*What is expected:* An exact copy is the goal: every line from the one containing "the shrub line" to the end of the material below, pictures excluded.

(Records supplied)

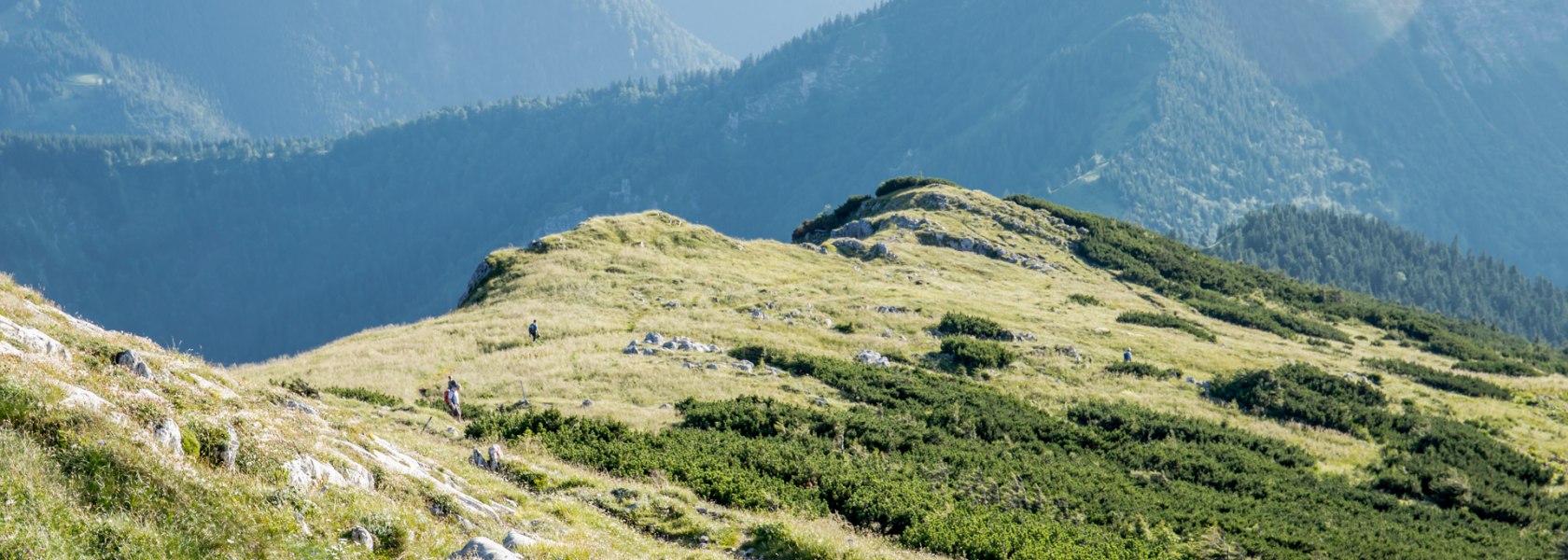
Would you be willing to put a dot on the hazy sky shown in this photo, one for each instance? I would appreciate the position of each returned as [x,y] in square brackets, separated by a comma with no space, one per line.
[753,27]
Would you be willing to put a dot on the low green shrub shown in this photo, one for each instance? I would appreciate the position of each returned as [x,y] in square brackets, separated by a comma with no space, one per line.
[1441,380]
[828,221]
[974,355]
[971,325]
[897,184]
[1496,368]
[366,396]
[1164,320]
[300,387]
[1085,300]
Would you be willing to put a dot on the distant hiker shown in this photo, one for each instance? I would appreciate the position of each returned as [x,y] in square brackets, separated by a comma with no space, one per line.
[452,398]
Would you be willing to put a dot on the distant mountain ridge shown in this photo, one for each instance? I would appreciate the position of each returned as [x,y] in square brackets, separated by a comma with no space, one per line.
[1371,256]
[1178,115]
[198,69]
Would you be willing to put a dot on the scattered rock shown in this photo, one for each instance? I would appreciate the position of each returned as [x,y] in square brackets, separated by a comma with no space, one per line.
[848,246]
[872,358]
[77,398]
[212,387]
[855,230]
[516,539]
[985,250]
[231,449]
[882,251]
[308,472]
[496,455]
[133,363]
[168,437]
[149,396]
[361,537]
[34,339]
[301,407]
[482,548]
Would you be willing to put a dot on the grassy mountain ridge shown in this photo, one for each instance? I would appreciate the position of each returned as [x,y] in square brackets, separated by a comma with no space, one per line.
[756,428]
[1099,461]
[191,71]
[1159,112]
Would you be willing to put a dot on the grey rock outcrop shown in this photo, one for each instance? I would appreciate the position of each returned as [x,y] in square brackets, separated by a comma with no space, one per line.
[308,472]
[34,339]
[231,449]
[482,548]
[516,539]
[168,437]
[496,456]
[133,363]
[872,358]
[848,246]
[855,230]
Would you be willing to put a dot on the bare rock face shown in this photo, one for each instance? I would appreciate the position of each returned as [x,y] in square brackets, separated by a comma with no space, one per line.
[34,341]
[855,230]
[133,363]
[308,472]
[496,455]
[231,449]
[872,358]
[482,548]
[362,537]
[168,437]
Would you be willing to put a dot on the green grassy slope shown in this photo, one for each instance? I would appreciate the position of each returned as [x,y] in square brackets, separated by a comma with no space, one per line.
[1171,113]
[1051,454]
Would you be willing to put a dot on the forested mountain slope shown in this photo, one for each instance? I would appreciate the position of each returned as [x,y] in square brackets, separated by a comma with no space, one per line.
[945,369]
[201,69]
[753,27]
[1170,113]
[1371,256]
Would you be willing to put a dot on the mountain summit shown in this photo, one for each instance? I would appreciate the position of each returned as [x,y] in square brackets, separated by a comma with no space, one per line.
[1441,115]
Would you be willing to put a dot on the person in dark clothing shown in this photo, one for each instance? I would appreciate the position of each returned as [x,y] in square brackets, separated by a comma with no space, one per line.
[452,398]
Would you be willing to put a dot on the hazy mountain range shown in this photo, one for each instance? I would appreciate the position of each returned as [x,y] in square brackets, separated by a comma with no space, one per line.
[1445,117]
[204,69]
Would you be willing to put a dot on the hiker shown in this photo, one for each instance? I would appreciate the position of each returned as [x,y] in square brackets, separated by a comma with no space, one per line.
[452,398]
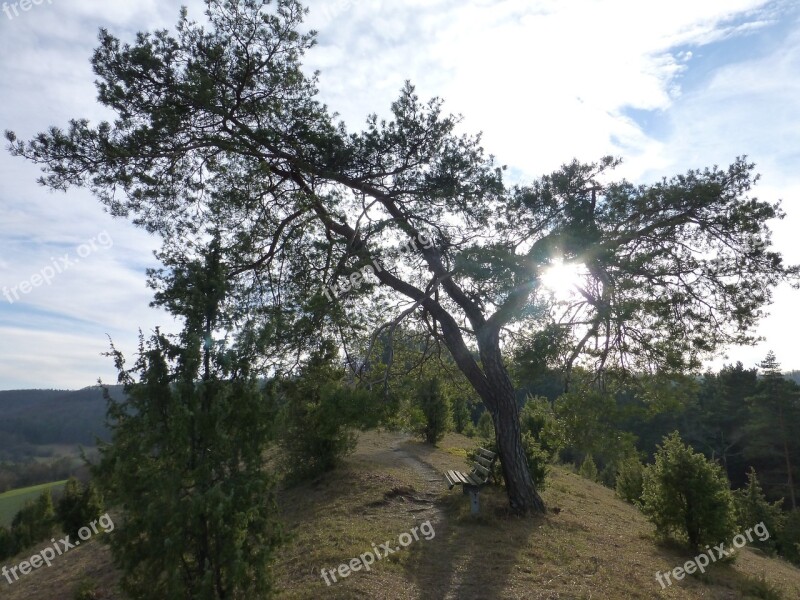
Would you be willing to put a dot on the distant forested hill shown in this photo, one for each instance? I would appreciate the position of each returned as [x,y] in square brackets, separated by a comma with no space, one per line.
[52,417]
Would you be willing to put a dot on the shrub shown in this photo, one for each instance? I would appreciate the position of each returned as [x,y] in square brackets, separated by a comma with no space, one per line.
[34,523]
[789,537]
[86,590]
[588,470]
[538,418]
[686,495]
[629,480]
[6,543]
[78,506]
[435,408]
[318,430]
[460,412]
[470,430]
[752,508]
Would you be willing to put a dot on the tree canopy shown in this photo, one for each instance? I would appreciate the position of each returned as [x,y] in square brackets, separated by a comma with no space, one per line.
[219,133]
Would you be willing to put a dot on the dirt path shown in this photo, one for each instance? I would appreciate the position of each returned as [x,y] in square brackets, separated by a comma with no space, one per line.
[432,483]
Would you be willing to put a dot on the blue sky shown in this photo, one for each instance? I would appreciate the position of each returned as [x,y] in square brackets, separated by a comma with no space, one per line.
[667,85]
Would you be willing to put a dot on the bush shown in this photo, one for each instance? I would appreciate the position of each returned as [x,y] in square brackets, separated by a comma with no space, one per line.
[538,418]
[588,470]
[34,523]
[86,590]
[629,480]
[78,506]
[6,543]
[318,430]
[460,413]
[752,508]
[789,537]
[686,495]
[436,410]
[470,430]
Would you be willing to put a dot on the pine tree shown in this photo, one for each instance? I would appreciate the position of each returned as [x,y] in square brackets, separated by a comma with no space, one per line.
[752,508]
[774,428]
[185,464]
[436,409]
[685,494]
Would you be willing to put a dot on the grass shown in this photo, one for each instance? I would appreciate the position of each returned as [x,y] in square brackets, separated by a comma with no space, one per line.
[12,501]
[590,545]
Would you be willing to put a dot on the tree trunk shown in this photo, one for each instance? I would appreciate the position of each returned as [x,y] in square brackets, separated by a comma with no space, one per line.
[786,457]
[501,401]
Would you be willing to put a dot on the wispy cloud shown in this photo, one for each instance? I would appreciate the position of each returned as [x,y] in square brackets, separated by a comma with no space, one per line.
[666,85]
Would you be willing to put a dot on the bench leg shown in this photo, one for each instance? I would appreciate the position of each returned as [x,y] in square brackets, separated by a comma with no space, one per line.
[473,498]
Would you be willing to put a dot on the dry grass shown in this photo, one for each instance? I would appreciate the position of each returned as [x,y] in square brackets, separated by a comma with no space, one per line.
[589,546]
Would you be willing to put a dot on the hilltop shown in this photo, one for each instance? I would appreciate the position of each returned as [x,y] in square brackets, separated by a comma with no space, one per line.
[589,545]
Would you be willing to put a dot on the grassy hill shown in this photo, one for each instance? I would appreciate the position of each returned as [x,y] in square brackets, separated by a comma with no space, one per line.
[12,501]
[590,545]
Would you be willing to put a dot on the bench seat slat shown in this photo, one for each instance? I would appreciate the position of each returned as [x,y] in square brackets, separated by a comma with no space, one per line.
[484,472]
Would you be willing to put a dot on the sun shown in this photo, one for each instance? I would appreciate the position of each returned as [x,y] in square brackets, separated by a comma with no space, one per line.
[562,279]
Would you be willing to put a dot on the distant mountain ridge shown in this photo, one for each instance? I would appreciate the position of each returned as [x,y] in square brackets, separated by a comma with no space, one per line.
[54,416]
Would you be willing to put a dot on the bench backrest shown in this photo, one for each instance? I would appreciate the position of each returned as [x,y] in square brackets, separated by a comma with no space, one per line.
[482,469]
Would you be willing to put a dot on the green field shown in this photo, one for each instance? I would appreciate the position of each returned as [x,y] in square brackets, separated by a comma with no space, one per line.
[12,501]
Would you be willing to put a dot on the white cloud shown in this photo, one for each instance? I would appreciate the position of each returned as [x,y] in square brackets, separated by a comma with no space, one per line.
[545,81]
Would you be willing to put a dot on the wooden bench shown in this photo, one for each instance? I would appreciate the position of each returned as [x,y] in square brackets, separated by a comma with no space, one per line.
[473,481]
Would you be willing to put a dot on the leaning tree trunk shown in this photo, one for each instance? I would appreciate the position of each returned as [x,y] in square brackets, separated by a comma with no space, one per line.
[502,404]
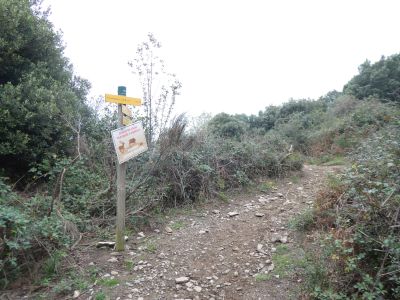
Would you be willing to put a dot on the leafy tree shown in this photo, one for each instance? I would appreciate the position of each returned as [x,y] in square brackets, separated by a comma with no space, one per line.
[40,97]
[159,87]
[381,79]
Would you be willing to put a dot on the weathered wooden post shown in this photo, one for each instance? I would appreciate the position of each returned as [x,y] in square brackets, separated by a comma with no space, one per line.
[126,148]
[121,190]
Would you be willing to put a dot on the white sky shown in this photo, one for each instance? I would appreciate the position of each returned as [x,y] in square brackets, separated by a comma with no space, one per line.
[231,56]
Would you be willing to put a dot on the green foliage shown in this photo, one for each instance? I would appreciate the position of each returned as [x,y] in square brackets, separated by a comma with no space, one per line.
[381,79]
[364,246]
[227,126]
[39,95]
[26,233]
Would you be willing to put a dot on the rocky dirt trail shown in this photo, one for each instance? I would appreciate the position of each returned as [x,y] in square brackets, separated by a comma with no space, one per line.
[238,249]
[223,251]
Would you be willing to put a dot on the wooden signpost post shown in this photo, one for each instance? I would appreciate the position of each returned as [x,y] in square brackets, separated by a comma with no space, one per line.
[124,118]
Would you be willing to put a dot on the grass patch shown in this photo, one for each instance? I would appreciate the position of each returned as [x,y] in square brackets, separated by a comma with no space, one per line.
[328,160]
[303,222]
[295,179]
[129,264]
[177,225]
[151,247]
[108,282]
[266,186]
[262,277]
[100,296]
[286,260]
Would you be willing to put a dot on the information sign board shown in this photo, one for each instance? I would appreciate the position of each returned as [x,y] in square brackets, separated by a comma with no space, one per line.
[129,141]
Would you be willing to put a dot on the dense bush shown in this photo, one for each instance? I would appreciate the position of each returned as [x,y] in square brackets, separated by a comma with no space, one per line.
[27,232]
[362,212]
[381,79]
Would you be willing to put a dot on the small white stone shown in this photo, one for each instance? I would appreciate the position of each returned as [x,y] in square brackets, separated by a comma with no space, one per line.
[233,213]
[182,279]
[113,259]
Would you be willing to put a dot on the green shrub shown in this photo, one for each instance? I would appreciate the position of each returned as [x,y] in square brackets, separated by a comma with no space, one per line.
[362,212]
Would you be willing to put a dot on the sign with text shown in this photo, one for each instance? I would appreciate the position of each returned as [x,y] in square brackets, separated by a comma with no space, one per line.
[123,100]
[129,141]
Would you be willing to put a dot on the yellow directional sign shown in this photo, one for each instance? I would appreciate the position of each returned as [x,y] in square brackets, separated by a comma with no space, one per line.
[126,121]
[123,100]
[126,111]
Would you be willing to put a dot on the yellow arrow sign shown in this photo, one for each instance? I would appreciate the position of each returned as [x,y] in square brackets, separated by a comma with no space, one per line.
[123,100]
[126,121]
[126,111]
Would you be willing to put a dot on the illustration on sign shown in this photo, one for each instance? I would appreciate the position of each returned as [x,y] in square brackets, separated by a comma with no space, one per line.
[129,141]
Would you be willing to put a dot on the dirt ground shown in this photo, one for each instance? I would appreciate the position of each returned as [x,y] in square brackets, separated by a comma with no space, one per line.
[239,249]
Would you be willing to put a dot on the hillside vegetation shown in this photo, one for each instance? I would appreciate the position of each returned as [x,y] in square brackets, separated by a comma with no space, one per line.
[57,163]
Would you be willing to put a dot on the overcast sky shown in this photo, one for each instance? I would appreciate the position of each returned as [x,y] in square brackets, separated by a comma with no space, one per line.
[231,56]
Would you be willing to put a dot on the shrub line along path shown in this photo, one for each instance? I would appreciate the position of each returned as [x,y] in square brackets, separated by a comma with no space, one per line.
[242,249]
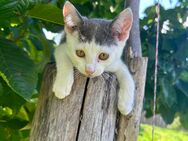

(End Records supplied)

*Exercise output:*
Would you be willing to put a dot on the shrub line along path shown in this photo, one for each instance? I would appreciate the position of each returned as [x,y] in square brackets, separated by a comma with no space, one per line.
[242,249]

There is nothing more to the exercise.